> _WHAT THIS TASK INVOLVES_
Output, word for word, every line from the line with "of the black" through the final line of the data below.

> _SUPPLIED INFORMATION_
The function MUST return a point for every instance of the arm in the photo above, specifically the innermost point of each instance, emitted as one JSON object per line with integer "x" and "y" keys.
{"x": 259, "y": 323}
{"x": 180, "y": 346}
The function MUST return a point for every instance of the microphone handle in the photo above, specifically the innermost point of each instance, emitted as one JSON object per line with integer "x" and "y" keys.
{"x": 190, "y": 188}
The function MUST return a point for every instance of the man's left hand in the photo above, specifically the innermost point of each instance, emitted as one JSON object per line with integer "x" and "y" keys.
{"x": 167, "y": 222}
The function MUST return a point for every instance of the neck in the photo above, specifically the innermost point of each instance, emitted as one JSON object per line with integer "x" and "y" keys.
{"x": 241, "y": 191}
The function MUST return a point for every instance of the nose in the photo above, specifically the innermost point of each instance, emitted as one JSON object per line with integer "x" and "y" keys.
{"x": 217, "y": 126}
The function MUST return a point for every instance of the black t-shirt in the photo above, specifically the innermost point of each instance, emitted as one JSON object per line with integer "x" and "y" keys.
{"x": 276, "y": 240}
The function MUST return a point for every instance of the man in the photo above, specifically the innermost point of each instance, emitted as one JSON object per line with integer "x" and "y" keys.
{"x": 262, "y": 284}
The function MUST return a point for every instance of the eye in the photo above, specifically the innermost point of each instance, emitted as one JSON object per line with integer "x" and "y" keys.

> _RESPONSE TO THE TASK_
The function MUST return a point for every instance of the black t-shirt in the photo above, specifically the innermost point of each instance, emitted as one JSON object per line with integer "x" and "y" keys.
{"x": 276, "y": 240}
The function MUST return a point for every instance of the man in the photo above, specifically the innermost point of each instance, emitted as one JSON object per line with integer "x" and "y" keys.
{"x": 262, "y": 284}
The function MUST return a point for every instance of the eye in the photo above, specifically the innermost point of each instance, emitted as one JSON object per line with integer "x" and "y" keys.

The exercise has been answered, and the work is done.